* Start Task input *

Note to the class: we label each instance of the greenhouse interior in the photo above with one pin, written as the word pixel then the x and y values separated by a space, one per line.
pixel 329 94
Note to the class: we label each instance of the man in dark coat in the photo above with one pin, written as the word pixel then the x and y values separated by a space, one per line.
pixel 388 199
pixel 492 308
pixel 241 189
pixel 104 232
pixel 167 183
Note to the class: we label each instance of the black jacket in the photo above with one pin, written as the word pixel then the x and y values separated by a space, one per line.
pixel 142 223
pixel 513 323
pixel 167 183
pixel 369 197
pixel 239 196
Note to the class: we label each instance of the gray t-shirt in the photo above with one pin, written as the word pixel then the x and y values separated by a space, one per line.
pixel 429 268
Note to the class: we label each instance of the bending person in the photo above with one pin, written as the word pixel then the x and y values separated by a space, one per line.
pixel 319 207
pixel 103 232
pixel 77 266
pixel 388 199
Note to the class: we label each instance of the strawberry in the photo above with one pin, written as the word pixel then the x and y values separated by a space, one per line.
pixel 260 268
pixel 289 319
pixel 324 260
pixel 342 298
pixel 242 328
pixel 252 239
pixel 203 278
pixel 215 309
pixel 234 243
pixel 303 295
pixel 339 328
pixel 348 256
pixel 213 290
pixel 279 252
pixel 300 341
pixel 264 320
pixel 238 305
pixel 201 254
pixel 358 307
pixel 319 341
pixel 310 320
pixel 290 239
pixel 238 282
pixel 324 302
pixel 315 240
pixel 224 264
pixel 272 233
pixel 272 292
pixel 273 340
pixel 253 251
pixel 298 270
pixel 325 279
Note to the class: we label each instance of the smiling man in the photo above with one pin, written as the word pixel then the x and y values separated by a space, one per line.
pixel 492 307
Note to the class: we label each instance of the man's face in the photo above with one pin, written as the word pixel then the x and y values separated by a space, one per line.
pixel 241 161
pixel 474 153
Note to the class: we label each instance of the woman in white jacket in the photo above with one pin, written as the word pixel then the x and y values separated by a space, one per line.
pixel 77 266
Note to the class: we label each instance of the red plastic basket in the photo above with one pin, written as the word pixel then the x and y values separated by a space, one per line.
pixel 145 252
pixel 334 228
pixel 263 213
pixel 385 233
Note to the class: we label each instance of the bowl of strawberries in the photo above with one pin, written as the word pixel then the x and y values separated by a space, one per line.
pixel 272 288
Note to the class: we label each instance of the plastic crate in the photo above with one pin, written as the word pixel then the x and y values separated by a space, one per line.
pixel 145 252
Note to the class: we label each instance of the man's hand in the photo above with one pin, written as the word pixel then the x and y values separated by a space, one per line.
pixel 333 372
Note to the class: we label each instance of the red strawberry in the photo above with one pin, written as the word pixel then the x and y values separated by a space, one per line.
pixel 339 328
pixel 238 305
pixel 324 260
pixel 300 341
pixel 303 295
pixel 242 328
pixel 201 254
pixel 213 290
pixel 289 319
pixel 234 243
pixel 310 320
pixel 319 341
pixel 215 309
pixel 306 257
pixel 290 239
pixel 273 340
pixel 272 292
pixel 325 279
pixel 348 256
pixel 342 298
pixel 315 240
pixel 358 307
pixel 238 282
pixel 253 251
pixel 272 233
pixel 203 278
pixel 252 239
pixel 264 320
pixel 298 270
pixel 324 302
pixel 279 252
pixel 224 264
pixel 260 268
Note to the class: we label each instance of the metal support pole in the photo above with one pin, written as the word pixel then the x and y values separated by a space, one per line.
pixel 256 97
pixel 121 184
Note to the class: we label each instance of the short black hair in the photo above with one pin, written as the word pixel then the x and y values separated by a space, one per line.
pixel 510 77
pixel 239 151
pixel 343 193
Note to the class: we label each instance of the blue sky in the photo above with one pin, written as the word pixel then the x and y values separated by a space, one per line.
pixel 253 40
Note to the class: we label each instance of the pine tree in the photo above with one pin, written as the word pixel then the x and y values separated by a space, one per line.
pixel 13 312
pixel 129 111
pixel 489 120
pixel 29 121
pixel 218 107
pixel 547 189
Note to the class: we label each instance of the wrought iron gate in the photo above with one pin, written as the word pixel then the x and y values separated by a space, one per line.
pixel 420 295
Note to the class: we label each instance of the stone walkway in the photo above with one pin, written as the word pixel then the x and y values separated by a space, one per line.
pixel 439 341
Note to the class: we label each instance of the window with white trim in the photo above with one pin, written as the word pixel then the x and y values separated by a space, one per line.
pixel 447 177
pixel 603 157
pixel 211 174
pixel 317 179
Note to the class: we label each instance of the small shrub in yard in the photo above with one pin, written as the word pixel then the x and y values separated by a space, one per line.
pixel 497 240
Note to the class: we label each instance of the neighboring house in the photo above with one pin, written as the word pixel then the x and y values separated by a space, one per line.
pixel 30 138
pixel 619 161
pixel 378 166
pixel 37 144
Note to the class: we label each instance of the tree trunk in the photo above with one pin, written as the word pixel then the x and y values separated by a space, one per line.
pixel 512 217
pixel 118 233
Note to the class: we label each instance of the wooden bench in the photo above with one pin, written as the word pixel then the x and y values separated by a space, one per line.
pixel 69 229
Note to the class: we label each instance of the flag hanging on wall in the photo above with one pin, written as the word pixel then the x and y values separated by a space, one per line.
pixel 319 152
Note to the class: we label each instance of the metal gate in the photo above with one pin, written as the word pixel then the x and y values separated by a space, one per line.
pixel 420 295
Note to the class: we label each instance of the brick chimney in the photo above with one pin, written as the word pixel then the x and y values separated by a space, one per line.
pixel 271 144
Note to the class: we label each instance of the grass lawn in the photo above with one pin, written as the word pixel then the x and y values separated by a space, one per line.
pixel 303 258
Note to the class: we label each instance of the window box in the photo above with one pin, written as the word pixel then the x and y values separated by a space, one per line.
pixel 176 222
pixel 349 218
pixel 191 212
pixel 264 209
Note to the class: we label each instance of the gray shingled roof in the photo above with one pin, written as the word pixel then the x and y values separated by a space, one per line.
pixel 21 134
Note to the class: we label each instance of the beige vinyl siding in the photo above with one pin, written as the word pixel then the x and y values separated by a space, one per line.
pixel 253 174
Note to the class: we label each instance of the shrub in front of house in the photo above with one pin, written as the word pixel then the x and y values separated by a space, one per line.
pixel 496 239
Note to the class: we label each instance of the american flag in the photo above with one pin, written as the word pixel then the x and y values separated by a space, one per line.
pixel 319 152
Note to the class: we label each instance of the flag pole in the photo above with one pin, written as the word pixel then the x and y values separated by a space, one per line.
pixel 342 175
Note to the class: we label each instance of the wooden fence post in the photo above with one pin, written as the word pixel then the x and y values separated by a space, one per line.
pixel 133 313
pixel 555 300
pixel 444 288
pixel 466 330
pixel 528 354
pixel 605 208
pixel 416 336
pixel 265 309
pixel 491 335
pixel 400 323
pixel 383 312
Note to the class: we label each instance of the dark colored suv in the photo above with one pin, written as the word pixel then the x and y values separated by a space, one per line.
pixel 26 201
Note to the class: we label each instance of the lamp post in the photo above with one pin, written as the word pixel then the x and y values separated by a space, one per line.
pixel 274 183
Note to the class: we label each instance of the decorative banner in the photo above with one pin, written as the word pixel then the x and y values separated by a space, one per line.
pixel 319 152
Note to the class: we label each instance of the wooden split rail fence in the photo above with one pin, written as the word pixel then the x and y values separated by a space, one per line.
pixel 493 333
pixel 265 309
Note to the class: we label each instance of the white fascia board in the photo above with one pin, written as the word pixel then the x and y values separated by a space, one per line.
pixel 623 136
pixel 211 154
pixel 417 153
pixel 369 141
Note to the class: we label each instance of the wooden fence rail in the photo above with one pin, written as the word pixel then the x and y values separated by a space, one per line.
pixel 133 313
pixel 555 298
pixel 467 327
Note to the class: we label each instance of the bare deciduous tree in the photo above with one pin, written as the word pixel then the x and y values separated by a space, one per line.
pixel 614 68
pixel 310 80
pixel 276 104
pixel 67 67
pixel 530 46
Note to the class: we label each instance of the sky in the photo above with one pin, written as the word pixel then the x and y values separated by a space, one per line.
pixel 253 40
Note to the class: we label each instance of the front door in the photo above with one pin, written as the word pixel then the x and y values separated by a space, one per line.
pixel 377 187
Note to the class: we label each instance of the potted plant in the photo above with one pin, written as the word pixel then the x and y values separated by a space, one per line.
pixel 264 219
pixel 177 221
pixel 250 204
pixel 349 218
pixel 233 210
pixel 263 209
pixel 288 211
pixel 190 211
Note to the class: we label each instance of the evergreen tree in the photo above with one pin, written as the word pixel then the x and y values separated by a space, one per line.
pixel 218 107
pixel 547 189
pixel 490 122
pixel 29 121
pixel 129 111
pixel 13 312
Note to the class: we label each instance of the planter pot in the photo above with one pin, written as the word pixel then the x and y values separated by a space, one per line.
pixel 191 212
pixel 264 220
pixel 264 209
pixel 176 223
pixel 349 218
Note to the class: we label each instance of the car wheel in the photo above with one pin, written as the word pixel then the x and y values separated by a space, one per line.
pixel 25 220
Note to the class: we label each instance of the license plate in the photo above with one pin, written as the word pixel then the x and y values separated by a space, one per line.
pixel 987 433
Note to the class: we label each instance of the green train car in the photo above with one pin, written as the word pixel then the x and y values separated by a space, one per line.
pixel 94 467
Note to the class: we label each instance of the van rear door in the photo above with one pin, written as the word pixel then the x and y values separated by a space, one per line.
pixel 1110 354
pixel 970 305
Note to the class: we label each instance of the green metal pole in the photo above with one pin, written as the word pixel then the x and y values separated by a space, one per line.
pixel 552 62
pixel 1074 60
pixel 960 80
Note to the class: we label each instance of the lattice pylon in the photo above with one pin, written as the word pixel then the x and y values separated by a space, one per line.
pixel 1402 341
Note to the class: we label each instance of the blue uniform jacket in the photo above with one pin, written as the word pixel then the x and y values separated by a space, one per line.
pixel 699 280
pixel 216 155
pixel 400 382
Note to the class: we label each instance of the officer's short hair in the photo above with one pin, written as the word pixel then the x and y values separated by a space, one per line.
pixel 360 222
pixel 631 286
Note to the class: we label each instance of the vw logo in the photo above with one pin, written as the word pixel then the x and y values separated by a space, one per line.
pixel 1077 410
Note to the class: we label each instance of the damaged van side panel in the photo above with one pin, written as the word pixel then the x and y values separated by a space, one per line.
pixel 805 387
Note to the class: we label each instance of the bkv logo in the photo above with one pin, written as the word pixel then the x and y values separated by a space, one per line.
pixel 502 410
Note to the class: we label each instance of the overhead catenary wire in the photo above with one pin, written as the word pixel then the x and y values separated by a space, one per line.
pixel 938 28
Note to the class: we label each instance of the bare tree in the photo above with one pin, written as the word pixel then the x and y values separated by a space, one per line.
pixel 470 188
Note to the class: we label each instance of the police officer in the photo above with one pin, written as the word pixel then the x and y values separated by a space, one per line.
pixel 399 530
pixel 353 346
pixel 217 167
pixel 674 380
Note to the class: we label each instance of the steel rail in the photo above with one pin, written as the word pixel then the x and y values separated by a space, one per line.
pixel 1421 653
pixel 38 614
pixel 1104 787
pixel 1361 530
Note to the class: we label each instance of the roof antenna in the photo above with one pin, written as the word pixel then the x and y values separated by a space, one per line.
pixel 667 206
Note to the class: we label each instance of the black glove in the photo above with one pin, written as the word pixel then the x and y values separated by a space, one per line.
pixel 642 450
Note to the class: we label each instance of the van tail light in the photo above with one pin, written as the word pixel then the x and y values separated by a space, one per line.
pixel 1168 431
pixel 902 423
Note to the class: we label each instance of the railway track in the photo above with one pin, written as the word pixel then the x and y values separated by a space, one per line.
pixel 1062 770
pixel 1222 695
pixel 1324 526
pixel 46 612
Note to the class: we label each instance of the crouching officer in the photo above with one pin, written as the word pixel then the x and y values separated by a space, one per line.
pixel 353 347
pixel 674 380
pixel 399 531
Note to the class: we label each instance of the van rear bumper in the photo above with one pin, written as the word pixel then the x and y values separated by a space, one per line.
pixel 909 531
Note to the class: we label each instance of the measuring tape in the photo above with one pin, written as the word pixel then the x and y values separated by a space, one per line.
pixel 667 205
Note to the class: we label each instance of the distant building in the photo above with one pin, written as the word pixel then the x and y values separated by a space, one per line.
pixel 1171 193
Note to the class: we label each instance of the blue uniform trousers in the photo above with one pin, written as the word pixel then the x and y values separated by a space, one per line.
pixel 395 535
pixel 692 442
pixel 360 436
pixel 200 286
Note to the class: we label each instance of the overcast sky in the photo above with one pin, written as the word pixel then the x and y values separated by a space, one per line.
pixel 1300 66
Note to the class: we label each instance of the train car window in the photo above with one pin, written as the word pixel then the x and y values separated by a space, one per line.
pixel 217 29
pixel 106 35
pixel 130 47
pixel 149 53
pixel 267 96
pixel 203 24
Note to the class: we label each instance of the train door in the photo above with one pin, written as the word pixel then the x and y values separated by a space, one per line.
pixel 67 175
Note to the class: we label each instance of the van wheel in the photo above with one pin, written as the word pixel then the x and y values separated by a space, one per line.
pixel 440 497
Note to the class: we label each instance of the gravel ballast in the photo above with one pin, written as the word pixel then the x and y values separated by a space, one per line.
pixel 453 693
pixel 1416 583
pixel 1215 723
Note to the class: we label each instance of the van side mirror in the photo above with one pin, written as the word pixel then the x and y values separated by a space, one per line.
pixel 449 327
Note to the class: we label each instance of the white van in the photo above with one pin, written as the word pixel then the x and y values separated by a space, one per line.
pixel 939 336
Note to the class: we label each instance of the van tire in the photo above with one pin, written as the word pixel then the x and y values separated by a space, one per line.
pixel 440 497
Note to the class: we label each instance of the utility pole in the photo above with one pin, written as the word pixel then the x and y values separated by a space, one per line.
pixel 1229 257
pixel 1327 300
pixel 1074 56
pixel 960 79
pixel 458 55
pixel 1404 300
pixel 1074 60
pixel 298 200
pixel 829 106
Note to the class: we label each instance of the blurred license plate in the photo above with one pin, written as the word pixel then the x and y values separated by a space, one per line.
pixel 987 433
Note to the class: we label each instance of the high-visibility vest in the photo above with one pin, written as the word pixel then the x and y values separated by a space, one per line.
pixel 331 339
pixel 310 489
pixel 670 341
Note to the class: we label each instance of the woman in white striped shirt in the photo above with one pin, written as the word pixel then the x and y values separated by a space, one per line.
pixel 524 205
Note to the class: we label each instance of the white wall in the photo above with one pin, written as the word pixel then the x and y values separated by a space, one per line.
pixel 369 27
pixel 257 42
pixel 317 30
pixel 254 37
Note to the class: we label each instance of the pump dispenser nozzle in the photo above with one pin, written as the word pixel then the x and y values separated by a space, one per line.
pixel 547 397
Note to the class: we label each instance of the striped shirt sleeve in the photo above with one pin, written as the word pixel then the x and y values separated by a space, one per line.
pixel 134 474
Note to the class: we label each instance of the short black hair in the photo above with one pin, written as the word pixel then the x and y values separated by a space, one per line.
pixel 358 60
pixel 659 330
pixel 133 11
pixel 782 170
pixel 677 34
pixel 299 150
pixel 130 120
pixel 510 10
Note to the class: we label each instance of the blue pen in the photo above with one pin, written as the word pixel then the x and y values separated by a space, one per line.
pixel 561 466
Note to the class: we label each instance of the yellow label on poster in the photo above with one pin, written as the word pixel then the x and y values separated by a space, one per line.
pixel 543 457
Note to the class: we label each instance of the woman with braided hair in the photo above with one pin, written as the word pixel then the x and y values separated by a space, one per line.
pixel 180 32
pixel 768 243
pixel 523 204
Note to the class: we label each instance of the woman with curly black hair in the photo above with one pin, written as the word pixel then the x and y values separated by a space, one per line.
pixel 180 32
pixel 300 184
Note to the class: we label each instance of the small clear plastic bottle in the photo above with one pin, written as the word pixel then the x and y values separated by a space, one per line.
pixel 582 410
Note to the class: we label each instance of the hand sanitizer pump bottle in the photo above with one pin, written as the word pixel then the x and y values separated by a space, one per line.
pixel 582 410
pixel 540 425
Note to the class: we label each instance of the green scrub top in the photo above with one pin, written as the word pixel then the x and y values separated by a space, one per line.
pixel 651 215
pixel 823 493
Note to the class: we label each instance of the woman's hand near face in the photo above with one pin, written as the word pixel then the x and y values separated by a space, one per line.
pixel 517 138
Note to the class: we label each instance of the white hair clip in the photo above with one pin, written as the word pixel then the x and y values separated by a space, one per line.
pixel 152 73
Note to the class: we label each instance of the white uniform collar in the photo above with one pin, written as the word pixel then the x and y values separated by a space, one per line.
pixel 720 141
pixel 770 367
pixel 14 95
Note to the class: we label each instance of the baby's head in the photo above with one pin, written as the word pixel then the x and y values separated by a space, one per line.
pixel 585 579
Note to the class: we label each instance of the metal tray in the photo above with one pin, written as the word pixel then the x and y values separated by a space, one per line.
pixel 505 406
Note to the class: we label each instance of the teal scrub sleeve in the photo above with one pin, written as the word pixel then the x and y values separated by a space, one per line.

* End Task input *

> [Short problem] Repeat, without change, each line of the data above from the one that contains "the white hair" through the final line, counting both.

> [Task solution]
Note to the class: we label each instance of the white hair clip in the photo above with one pin, written as the word pixel then the x and y values separated by a space, one per line.
pixel 152 73
Note to the class: we label each instance of the white uniform collar in the photo above with one pin, written as the word pixel then the x and y values separated by a space, one per line.
pixel 720 141
pixel 770 367
pixel 14 95
Note to the class: we label each instance of the baby's head in the photo above with one pin, written as the word pixel then the x and y values separated by a space, one per line.
pixel 585 579
Note to the class: we label each instance of the metal tray in the photo above with one pin, written as the word pixel then the x and y values separated by a space, one per line.
pixel 505 406
Note to the class: we label each instance of the teal scrub sleeve in the photo above with one pin, written as the word pixel then the x and y values separated by a space, one per line.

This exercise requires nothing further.